Aufgaben:
A. Fasse den Absatz des Artikels über die „Lindenstraße“, der mit „Ende Dezember schon war“ beginnt, bitte kürzer zusammen, ohne seine wichtigsten Fakten wegzulassen.
B. Entscheide anhand des Artikels über die „Lindenstraße“, ob die folgenden Aussagen stimmen. Antworte jeweils mit Ja oder Nein und zitiere die entscheidenden Worte wörtlich: (i) Die letzte Folge trägt die Nummer 1758. (ii) Marjan spielte Mutter Beimer mit bayrischem Dialekt. (iii) Die Kritik lobte die Serie von Anfang an.

Textausschnitt:
____________________

Berlin. Am Sonntag geht die Ära „Lindenstraße“ zu Ende. Das sagt Mutter Beimer alias Marie-Luise Marjan zur letzten Folge der ARD-Kultserie.
Eigentlich wollten sie sich alle noch einmal treffen zum Ende der „Lindenstraße“, wollten zusammen feiern am kommenden Wochenende. Schauspieler, Kameramänner, fast das ganze Team. „Aber das fällt jetzt natürlich alles flach“, sagt Mutter Beimer alias Marie-Luise Marjan. Den Grund kennen wir alle.
Würde es sie noch geben, die sonntägliche „Lindenstraße“, die aktuelle Lage in Deutschland und der Welt wäre bestimmt ein großes Thema“, gibt sich Marjan überzeugt. „Wir waren ja immer sehr aktuell.“ Nun ist die Serie allerdings Geschichte – nach fast 35 Jahren endet sie am kommenden Sonntag mit Folge 1758, die den trügerischen Titel „Auf Wiedersehen“ trägt. Denn ein Wiedersehen wird es nicht geben.
Ende Dezember schon war der letzte Drehtag für Marjan. „Sehr rührend“ sei dieser Tag gewesen, sagt die 79-Jährige. Als die letzte Klappe gefallen sei, habe sie mit Irene Fischer, die die Anna Ziegler spielt, das Set verlassen. „Das ganze Studio war voller Menschen, alle haben applaudiert. Da haben Irene und ich uns an die Hand gefasst und die Tränen flossen in Strömen.“
„Lindenstraße“: Die Kritiker waren gnadenlos, die Zuschauer begeistert
Über den Inhalt des Finales darf Marjan ansonsten nichts sagen. Keiner darf das, sonst droht eine hohe Geldstrafe. Aber über die Anfänge der Serie darf sie natürlich reden. Wie die Kritik sie verrissen hat in den ersten Monaten, die Menschen vor dem Fernseher aber schnell begeistert waren. Wie einige im Sender anfangs glaubten, sie sei zur alt für die Rolle, Hans W. Geißendörfer sie aber unbedingt haben wollte.
Obwohl sie sich weigerte Mutter Beimer mit bayrischem Dialekt zu spielen, weil sie – Marjan – ja ein Kind des Ruhrgebietes sei. „Machen Sie, was Sie wollen mit der Rolle“, sagt der Produzent, „aber spielen Sie sie.“
Marjan spielt. Und Helga Beimer wird zur Rolle ihres Lebens, drängt die vielen erfolgreichen Jahre an der Freien Volksbühne Berlin, am Thalia Theater Hamburg und natürlich am Schauspielhaus in Bochum, unter Hans Schalla und Peter Zadek, ein wenig in den Hintergrund. Aber so ist das eben, wenn man eine Rolle nicht nur spielt, wenn man für das Publikum mit ihr verschmilzt.

____________________

(Datensätze zur Positionsbestimmung)
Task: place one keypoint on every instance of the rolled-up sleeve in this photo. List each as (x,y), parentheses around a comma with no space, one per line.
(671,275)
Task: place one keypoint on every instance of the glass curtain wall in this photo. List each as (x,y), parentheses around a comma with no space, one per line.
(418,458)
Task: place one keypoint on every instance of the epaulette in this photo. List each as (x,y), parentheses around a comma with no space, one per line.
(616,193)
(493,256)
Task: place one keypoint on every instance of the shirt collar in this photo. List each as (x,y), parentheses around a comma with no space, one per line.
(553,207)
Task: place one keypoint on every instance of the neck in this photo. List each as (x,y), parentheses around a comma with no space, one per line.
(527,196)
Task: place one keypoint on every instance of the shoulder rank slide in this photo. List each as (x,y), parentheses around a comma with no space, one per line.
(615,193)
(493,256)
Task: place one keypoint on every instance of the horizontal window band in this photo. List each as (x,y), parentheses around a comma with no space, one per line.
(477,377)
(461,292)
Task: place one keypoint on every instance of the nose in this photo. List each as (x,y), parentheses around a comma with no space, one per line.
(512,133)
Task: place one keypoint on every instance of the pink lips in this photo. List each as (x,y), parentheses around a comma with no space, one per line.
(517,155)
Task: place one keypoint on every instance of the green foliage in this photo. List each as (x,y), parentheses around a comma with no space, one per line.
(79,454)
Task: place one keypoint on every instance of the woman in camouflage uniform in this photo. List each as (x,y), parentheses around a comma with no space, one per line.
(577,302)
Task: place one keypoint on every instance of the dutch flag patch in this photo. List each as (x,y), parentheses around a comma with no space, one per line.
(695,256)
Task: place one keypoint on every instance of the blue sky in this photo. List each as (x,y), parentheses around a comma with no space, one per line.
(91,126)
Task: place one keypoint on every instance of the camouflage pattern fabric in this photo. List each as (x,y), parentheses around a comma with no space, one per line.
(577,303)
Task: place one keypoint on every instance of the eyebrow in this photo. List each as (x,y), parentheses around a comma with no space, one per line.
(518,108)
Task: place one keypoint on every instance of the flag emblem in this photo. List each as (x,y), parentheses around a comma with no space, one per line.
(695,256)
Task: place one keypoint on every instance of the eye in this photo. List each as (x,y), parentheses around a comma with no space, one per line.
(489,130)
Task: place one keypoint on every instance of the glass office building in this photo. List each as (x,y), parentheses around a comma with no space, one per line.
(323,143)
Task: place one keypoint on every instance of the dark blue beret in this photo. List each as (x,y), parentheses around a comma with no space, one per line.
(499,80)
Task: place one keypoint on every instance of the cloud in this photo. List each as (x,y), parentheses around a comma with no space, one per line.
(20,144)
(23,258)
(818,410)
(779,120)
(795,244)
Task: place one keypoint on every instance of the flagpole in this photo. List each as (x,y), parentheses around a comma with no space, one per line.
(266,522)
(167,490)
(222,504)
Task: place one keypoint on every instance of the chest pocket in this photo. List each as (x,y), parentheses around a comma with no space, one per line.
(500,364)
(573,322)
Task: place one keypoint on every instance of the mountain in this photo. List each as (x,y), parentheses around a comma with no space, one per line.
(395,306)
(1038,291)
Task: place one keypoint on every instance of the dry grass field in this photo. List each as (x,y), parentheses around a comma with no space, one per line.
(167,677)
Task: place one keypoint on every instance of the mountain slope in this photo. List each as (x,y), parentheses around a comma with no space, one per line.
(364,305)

____________________

Die Ergebnisse:
A. Marjans letzter Drehtag war Ende Dezember. Die 79-Jährige nennt ihn „sehr rührend“. Nach der letzten Klappe verließ sie gemeinsam mit Irene Fischer, der Darstellerin der Anna Ziegler, das Set. Das volle Studio applaudierte, und beide fassten sich an den Händen und weinten.

B.
(i) Ja: „nach fast 35 Jahren endet sie am kommenden Sonntag mit Folge 1758“
(ii) Nein: „Obwohl sie sich weigerte Mutter Beimer mit bayrischem Dialekt zu spielen“
(iii) Nein: „Wie die Kritik sie verrissen hat in den ersten Monaten“